Required tasks —
**1.** From the passage on the University's early aeronautics courses, set down the stretch from "The first course, Theory" through "Chien Hsün Sung." word for word.
**2.** According to the passage on the University's early aeronautics courses, which department organized the regular courses in aeronautical engineering as a group of electives?

Excerpted passage —
# # # #

These first courses at the University, which were under the direction of Pawlowski, proved to be so popular that it was necessary to extend and correlate them as one of the regular groups of electives. This instruction, however, was for members of the Aero Club and was offered without credit. John H. Ledebaer's translation of Duchene's Flight Without Formulae was used as a textbook. The regular courses in aeronautical engineering, leading to a professional degree, were organized as a group of electives in the Department of Naval Architecture and Marine Engineering. Only junior and senior engineering students were eligible. The curriculum was much like that for naval architecture and marine engineering students and was similar also to the course in mechanical engineering. The aeronautical subjects were added partly at the expense of the electives.
The first course, Theory of Aviation, introduced in 1914-15 for two hours of credit, dealt with the principles of aerodynamics and the mechanics of flight. Students who were members of this first class included D. M. Bavly, M. L. Goldstein, K. W. Heinrich, A. Horbaszewski, Yocham Hu, F. E. Loudy, and Chien Hsün Sung.

# # # #

Information given —
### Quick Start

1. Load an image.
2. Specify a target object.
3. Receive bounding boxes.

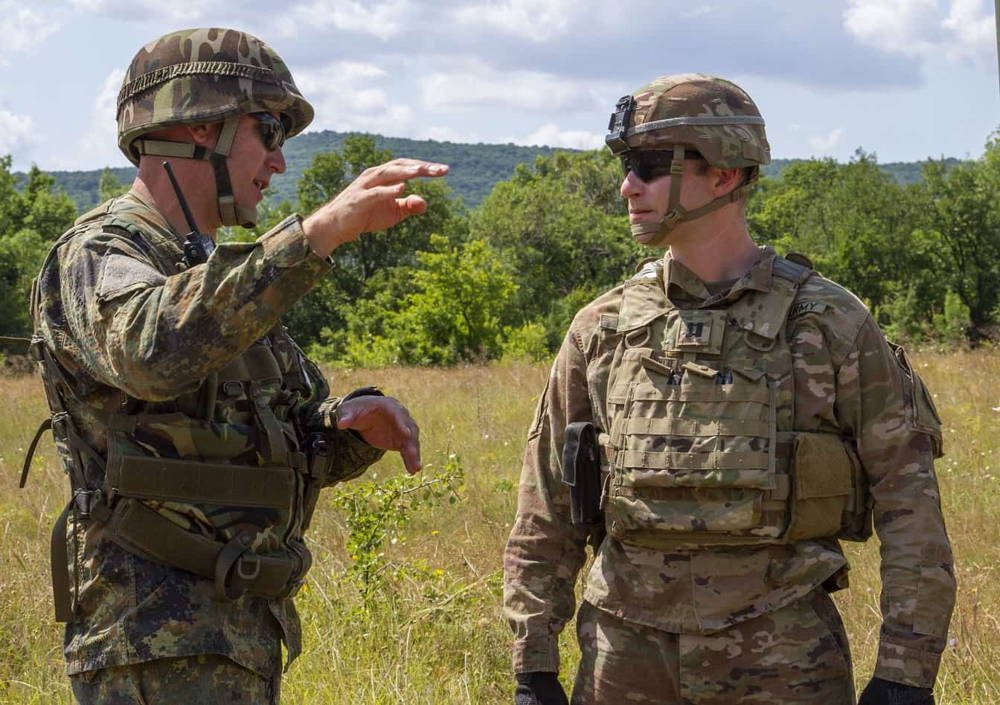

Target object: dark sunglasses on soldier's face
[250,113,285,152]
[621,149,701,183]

# # # #

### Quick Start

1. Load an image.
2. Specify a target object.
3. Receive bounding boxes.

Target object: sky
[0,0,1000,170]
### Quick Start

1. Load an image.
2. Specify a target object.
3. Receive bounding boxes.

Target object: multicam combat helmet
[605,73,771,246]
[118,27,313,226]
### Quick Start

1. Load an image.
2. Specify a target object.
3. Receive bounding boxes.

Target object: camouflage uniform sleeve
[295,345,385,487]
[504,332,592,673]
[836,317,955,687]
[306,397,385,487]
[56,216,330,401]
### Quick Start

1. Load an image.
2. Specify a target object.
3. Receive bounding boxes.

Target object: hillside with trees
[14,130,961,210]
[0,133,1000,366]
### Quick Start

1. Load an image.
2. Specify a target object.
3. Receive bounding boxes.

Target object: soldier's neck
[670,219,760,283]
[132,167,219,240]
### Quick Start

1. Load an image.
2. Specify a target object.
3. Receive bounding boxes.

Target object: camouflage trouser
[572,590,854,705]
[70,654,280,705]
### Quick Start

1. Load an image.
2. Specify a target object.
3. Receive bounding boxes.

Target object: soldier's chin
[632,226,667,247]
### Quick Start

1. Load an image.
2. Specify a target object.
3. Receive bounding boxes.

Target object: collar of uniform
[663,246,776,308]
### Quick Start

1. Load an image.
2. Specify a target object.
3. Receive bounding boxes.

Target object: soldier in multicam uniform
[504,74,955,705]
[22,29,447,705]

# # # #

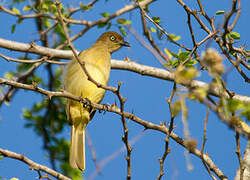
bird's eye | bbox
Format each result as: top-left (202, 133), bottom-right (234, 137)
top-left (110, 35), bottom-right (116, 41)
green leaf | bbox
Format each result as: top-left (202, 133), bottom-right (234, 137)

# # # #

Set of answers —
**1.**
The first course, Theory of Aviation, introduced in 1914-15 for two hours of credit, dealt with the principles of aerodynamics and the mechanics of flight. Students who were members of this first class included D. M. Bavly, M. L. Goldstein, K. W. Heinrich, A. Horbaszewski, Yocham Hu, F. E. Loudy, and Chien Hsün Sung.

**2.** The Department of Naval Architecture and Marine Engineering.